Data listing START

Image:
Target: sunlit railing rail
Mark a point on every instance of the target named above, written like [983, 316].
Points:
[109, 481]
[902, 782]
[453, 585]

Data listing END

Line by line, repeat the material precisely.

Solution —
Image:
Target: sunlit railing rail
Mark a point on every instance of the target named above, written like [983, 316].
Points:
[109, 481]
[902, 782]
[453, 585]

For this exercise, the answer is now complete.